Job A:
In the pointing dataset records, begin at the line that has "the orange glow" and stop at the end of the records. Write those lines out again with "sample form" swapped for "given format", keeping everything else unchanged.

==========

Solved Problem on Coulomb's Law and Electric Field

A ring of radius a is uniformly charged with a charge Q. The electric field produced by this ring at points on the axis of symmetry perpendicular to the plane of the ring at a distance z is given, in magnitude, by

\[ \begin{gather} E=\frac{1}{4\pi \epsilon_{0}}\frac{Qz}{\left(a^{2}+z^{2}\right)^{3/2}} \end{gather} \]

Determine:
a) For what values of z is the electric field maximum?
b) What is this maximum value.

Solution

a) To find the maximum value of the electric field, we derive the function of the electric field with respect to z, E(z), and set it equal to zero

\[ \begin{gather} \frac{dE}{dz}=0 \end{gather} \]

Differentiation of \( \displaystyle E(z)=\frac{1}{4\pi \epsilon_{0}}\frac{Qz}{\left(a^{2}+z^{2}\right)^{3/2}} \)

The function E(z) is the quotient of two functions, using the quotient rule

\[ \begin{gather} \left(\frac{u}{v}\right)^{'}=\frac{u'v-uv'}{v^{2}} \end{gather} \]

where \( u(z)=z \) and \( v(z)=\frac{1}{\left(a^{2}+z^{2}\right)^{3/2}} \)

==========

Job B:
Answer these questions using the solved problem on Coulomb's law:
(i) What letter denotes the radius of the charged ring?
(ii) Which differentiation rule is applied to E(z)?
(iii) What is u(z) set equal to?

Pointing dataset records:
==========

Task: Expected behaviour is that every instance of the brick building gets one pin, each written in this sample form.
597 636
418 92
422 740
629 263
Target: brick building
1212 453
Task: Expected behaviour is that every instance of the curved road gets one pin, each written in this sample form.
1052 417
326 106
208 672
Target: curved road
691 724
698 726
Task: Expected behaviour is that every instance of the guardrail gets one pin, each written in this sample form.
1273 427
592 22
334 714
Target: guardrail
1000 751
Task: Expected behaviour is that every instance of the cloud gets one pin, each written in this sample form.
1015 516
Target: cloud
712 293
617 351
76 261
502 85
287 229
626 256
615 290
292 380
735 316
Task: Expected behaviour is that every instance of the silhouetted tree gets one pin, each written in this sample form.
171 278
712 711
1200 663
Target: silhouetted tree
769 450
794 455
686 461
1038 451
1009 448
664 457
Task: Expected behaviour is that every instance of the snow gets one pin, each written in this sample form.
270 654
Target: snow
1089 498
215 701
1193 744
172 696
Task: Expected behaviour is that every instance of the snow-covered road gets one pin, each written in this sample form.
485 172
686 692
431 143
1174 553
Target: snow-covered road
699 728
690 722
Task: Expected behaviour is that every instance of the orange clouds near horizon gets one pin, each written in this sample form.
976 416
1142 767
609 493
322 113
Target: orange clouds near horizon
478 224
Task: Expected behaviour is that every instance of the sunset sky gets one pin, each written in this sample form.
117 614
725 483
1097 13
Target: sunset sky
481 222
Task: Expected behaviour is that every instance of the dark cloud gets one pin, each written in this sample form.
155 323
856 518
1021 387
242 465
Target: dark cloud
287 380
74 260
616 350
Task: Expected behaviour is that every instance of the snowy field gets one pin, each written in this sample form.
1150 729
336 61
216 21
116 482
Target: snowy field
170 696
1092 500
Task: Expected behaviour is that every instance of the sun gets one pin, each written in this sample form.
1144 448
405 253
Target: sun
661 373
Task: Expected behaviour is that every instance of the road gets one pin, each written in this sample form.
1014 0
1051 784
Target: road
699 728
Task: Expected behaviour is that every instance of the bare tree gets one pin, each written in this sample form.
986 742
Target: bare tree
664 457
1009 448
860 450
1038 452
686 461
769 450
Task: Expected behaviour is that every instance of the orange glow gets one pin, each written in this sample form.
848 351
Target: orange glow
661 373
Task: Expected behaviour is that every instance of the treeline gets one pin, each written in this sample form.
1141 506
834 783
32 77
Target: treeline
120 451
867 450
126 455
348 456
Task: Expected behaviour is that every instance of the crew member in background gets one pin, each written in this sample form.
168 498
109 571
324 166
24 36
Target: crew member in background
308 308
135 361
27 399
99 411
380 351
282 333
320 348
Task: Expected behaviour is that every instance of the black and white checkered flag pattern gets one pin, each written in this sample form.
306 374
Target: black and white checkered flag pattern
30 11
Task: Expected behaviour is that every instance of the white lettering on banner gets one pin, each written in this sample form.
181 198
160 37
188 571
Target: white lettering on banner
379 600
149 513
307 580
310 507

==========

Solution A:
Task: Expected behaviour is that every instance of the orange glow gets one pin, each written in this given format.
848 351
Target: orange glow
661 373
Task: Expected behaviour is that every instance of the treeline gets one pin, each written in this given format.
1141 506
834 783
32 77
Target: treeline
120 451
867 450
126 455
348 456
Task: Expected behaviour is that every instance of the crew member in background gets one pin, each written in this given format.
168 498
109 571
324 166
24 36
Target: crew member in background
308 308
135 361
27 399
99 411
380 351
282 333
320 348
Task: Expected behaviour is that every instance of the black and white checkered flag pattern gets one pin, each written in this given format.
306 374
Target: black and white checkered flag pattern
30 11
Task: Expected behaviour is that every instance of the white lettering on banner gets one pin, each written in this given format.
181 198
160 37
188 571
Target: white lettering on banner
379 600
149 513
307 580
310 507

Solution B:
(i) a
(ii) The quotient rule
(iii) z